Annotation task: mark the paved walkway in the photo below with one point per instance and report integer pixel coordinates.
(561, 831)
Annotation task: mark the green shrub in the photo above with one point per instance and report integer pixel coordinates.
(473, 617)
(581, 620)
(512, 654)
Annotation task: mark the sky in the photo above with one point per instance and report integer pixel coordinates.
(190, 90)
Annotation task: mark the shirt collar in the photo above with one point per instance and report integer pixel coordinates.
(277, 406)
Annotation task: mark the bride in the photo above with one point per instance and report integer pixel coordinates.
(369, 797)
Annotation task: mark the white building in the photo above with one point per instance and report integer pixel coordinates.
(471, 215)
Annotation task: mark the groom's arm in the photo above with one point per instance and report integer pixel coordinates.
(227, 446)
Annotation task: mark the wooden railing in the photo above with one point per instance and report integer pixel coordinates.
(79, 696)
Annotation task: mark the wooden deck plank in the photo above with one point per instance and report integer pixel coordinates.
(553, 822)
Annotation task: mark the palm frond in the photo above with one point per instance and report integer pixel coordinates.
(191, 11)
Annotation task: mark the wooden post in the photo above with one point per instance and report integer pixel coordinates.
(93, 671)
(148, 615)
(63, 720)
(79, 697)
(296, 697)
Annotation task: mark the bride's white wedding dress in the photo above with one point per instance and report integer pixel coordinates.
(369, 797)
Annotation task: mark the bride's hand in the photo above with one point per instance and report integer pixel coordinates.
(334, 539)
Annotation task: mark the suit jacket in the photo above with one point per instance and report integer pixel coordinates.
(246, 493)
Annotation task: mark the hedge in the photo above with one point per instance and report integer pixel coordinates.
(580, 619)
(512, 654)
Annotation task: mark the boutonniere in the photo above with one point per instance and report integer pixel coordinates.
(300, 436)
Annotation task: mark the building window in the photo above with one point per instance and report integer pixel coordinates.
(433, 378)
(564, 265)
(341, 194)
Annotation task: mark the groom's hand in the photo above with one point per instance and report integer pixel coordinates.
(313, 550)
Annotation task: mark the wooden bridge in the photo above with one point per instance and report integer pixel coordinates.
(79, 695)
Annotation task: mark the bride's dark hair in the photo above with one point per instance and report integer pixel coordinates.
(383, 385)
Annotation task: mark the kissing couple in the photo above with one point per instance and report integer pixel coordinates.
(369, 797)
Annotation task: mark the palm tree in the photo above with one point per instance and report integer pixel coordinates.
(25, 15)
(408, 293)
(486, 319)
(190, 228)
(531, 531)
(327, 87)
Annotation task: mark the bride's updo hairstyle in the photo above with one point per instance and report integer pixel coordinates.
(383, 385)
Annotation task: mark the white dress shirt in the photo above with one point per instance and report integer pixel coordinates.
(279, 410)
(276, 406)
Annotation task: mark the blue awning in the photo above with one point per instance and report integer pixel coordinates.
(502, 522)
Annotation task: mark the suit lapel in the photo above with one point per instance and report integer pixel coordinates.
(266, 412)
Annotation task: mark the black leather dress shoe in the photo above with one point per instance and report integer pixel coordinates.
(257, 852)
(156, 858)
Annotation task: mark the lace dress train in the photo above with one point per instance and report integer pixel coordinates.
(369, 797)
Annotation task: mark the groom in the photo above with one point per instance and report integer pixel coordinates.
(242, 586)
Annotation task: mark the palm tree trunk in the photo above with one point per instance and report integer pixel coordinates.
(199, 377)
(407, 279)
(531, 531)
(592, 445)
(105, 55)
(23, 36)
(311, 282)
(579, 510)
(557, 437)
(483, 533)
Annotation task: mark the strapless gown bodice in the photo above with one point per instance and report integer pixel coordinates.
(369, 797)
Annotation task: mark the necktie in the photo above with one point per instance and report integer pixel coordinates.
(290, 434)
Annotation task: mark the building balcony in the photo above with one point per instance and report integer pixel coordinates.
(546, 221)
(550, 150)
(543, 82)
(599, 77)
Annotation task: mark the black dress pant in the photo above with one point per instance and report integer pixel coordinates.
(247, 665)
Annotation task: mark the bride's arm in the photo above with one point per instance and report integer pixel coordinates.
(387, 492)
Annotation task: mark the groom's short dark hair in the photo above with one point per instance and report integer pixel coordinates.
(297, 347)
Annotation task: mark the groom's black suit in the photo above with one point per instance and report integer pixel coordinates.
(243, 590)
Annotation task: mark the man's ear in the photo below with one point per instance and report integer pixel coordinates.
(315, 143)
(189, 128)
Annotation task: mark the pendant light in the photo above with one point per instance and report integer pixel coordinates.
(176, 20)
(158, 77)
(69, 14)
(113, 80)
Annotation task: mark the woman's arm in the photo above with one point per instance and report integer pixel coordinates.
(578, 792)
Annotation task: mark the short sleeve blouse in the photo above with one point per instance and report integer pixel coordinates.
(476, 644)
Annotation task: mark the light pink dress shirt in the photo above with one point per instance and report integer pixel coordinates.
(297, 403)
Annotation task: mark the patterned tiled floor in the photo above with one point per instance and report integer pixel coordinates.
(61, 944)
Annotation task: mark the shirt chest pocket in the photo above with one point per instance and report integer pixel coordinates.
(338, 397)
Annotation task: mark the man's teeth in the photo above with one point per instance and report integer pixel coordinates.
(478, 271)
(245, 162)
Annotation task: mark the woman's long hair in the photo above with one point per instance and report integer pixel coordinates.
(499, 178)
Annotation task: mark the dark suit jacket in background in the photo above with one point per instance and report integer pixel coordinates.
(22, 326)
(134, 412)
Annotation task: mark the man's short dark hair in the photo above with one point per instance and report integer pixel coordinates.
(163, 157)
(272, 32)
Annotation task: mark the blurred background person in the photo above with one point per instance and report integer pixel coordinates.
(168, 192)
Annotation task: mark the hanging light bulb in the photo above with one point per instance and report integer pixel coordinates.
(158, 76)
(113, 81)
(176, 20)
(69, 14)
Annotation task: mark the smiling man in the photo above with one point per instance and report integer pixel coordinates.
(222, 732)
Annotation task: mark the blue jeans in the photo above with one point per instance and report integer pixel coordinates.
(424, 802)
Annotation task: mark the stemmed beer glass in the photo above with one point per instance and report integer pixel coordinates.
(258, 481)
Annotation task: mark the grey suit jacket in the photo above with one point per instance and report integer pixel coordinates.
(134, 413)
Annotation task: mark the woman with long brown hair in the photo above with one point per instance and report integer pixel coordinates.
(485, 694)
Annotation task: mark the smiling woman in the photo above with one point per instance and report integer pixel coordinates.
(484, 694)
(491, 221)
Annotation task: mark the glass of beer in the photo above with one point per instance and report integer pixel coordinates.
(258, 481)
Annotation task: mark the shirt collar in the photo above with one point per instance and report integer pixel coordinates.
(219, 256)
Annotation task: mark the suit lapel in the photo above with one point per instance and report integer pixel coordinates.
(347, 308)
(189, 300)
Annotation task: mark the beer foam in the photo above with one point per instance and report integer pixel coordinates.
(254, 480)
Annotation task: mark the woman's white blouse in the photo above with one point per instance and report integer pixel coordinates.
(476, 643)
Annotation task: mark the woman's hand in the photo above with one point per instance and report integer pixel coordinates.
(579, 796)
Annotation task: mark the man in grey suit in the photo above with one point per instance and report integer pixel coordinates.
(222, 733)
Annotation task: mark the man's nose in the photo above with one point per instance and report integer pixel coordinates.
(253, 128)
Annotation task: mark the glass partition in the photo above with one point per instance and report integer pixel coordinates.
-.-.-
EXERCISE GOAL: Repeat the whole of the data above exactly, keeping every word.

WRITTEN REPLY:
Annotation task: mark the paved walkway in the photo below with one point per instance and report integer pixel coordinates.
(561, 831)
Annotation task: mark the green shrub in the photo above with one point per instance and report integer pixel coordinates.
(473, 617)
(581, 620)
(512, 654)
Annotation task: mark the sky in the photo above with one point per instance and report integer pixel coordinates.
(190, 90)
Annotation task: mark the shirt collar in the photo above with one point per instance and report integer pixel coordinates.
(277, 406)
Annotation task: mark the bride in the photo above with one point per instance and report integer pixel coordinates.
(369, 797)
Annotation task: mark the white building in the photo above with one point per instance and report integer pixel coordinates.
(471, 215)
Annotation task: mark the groom's arm in the photo above with one point per instance and report integer pixel coordinates.
(227, 446)
Annotation task: mark the wooden railing in the photo above with one point per instance and report integer pixel coordinates.
(79, 696)
Annotation task: mark the wooden deck plank in the photo above with one point per instance and report integer pixel coordinates.
(553, 822)
Annotation task: mark the palm frond in the photo above with one point per instance and report integer pixel coordinates.
(191, 11)
Annotation task: mark the wooden post in the photo above with one point per instance and report integer pixel coordinates.
(93, 671)
(148, 615)
(63, 720)
(79, 697)
(296, 697)
Annotation task: mark the bride's white wedding dress in the photo above with one point per instance and report integer pixel coordinates.
(369, 797)
Annotation task: mark the bride's hand in the photo above with one point per instance and report integer pixel coordinates.
(334, 539)
Annotation task: mark the suit jacket in the photo above with one point per instance and report integer pixel coordinates.
(246, 493)
Annotation task: mark the hedge in the photo above with one point per instance and report integer pixel coordinates.
(580, 619)
(512, 654)
Annotation task: mark the boutonniere in the photo above with one point per instance and report integer pixel coordinates.
(300, 436)
Annotation task: mark the building window in the photo above with one point per instance and report integer pixel coordinates.
(433, 378)
(564, 265)
(341, 194)
Annotation task: mark the groom's hand in the photo above with one point per instance and report integer pixel coordinates.
(313, 550)
Annotation task: mark the wooden bridge in the photo above with one point per instance and report integer pixel coordinates.
(79, 695)
Annotation task: mark the bride's dark hair in the photo above with one point per instance and report integer pixel coordinates.
(383, 385)
Annotation task: mark the kissing couple in the photo above with one point per instance and report integer pixel coordinates.
(369, 797)
Annotation task: mark the palm tree in the photo above with one point per instance and report integer pixel coordinates.
(25, 15)
(408, 293)
(486, 319)
(190, 228)
(531, 531)
(327, 87)
Annotation task: mark the bride's updo hairstyle in the photo above with one point per instance and report integer pixel coordinates.
(383, 385)
Annotation task: mark the white dress shirt in the photo above with one point per instance and report integer pixel coordinates.
(279, 410)
(276, 406)
Annotation task: mark the blue awning in the photo above with one point per instance and report integer pixel coordinates.
(502, 522)
Annotation task: mark the suit lapel in the photo above with one point per instance and report integer pixel coordinates.
(266, 412)
Annotation task: mark the black leather dress shoe in the photo above with one point per instance and report integer pixel coordinates.
(257, 852)
(156, 858)
Annotation task: mark the lace dress train in the photo above with one point per instance and report integer pixel coordinates.
(369, 797)
Annotation task: mark the groom in the photo above with one point per instance and report integer pixel coordinates.
(242, 586)
Annotation task: mark the palm tree trunk in the photo above with one point per instance and report integer pixel coordinates.
(199, 377)
(407, 279)
(531, 531)
(592, 445)
(105, 55)
(23, 36)
(311, 282)
(579, 510)
(557, 437)
(483, 533)
Annotation task: mark the strapless gown bodice in the photo above with one point per instance and report integer pixel coordinates.
(369, 797)
Annotation task: mark the necktie in the photo above with one point per instance and report integer pixel coordinates.
(290, 434)
Annotation task: mark the building balcony in the photo above with one point per instance and report integer pixel coordinates.
(546, 221)
(550, 150)
(543, 82)
(599, 77)
Annotation task: mark the black dress pant in the photo above with one point per instance and report integer pixel coordinates.
(247, 665)
Annotation task: mark the bride's arm in the photo above with one point per instance and report integer pixel coordinates.
(387, 492)
Annotation task: mark the groom's short dark hair in the photo above with one point per instance and report integer pixel coordinates.
(297, 347)
Annotation task: mark the groom's black suit in the photo above with one point per instance and report integer pixel coordinates.
(243, 590)
Annotation task: mark the man's ear in the photo below with one point per instance and report integer pixel coordinates.
(315, 143)
(189, 128)
Annotation task: mark the pendant light in the photo above with one point per instance and report integer pixel coordinates.
(176, 20)
(158, 77)
(69, 14)
(113, 80)
Annotation task: mark the woman's arm in the photo above with one point per instance and report integer pixel coordinates.
(578, 792)
Annotation task: mark the short sleeve blouse in the photo above with one point per instance and report integer pixel coordinates.
(476, 644)
Annotation task: mark the light pink dress shirt in the photo above with one point per instance and report integer pixel coordinates.
(297, 403)
Annotation task: mark the patterned tiled floor in the photo above with one point per instance and report integer pixel coordinates.
(61, 944)
Annotation task: mark the shirt chest pocket in the photo above with one point per instance and report integer pixel coordinates.
(338, 397)
Annotation task: mark the man's teeth in the photo above with one point per instance and report integer pixel coordinates.
(478, 271)
(245, 162)
Annotation task: mark the woman's long hair in the photo above with one point per instance and report integer pixel coordinates.
(499, 178)
Annotation task: mark the dark suit jacket in background in the photo above with one point per instance and report integer pixel coordinates.
(22, 326)
(134, 412)
Annotation task: mark the man's short dark hair in the photo above with one point per instance and report integer pixel coordinates.
(163, 157)
(272, 32)
Annotation task: mark the blurred background person in the photo above with one point per instance and report integer pixel coordinates.
(168, 192)
Annotation task: mark the hanging light bulb in the photo above with one point per instance and report integer pixel coordinates.
(158, 76)
(113, 81)
(176, 20)
(69, 14)
Annotation task: mark the smiling man in the photo above with one point per instance and report integer pixel coordinates.
(222, 732)
Annotation task: mark the blue jeans in the photo above with one point per instance and report integer pixel coordinates.
(424, 802)
Annotation task: mark the stemmed beer glass in the photo above with one point per instance and report integer pixel coordinates.
(258, 481)
Annotation task: mark the grey suit jacket in the photo above with one point per instance and report integer pixel coordinates.
(134, 413)
Annotation task: mark the woman with long brown hair in the photo above with one point per instance and report integer pixel coordinates.
(485, 694)
Annotation task: mark the smiling woman in the photo above with one point per instance and report integer pixel coordinates.
(484, 694)
(491, 221)
Annotation task: mark the glass of beer in the photo above with one point per instance and report integer pixel coordinates.
(258, 481)
Annotation task: mark the shirt collar in the photo above with one point per instance and report integer pixel coordinates.
(219, 256)
Annotation task: mark the suit lapel in the photo above with one point per instance and report integer pixel coordinates.
(347, 308)
(189, 300)
Annotation task: mark the beer foam in the photo above with one point per instance and report integer pixel coordinates.
(254, 480)
Annotation task: mark the woman's white blouse in the photo above with one point per instance and report integer pixel coordinates.
(476, 643)
Annotation task: mark the woman's hand in the photo above with one point per instance and report integer pixel coordinates.
(579, 796)
Annotation task: mark the man in grey suit in the photo above with one point per instance and report integer pixel coordinates.
(222, 733)
Annotation task: mark the man's nose in the photo above with one point per instance and report integer pixel coordinates.
(253, 128)
Annotation task: mark the glass partition in the photo above with one point per instance and report integer pixel coordinates.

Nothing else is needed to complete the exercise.